▶ **Assignment**:
The answer should match the entries below word for word, minus their pictures.

Referring expression pointing data
--------

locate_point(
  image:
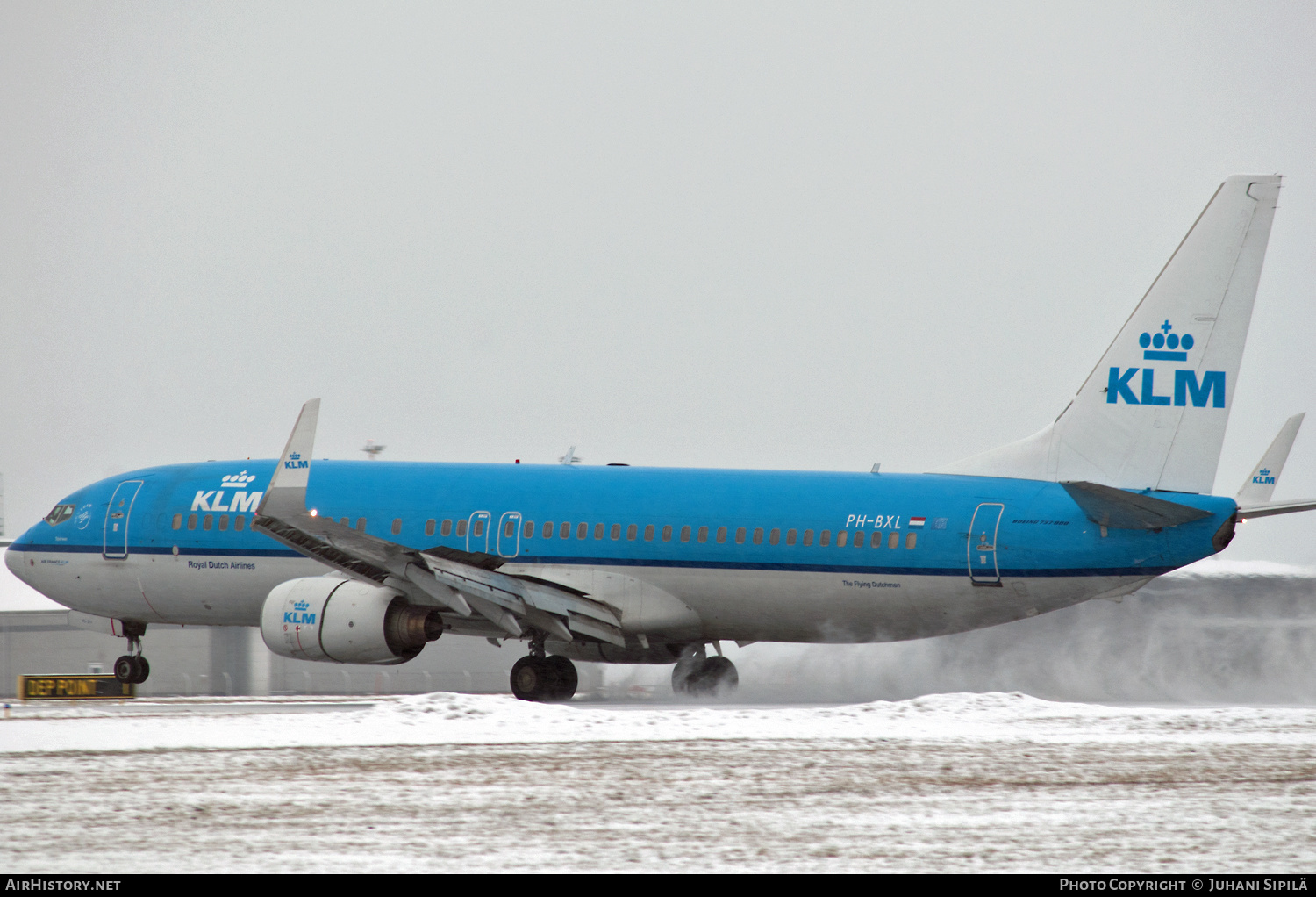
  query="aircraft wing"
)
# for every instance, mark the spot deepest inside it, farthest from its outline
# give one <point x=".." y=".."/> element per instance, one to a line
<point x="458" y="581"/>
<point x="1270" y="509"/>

--------

▶ **Output of the task**:
locate_point(
  image:
  query="aircraft wing"
)
# for every instance, mark the spot deepest inside it, farthest from its outline
# give one <point x=".." y=".."/> element per instance, one to a line
<point x="458" y="581"/>
<point x="1270" y="509"/>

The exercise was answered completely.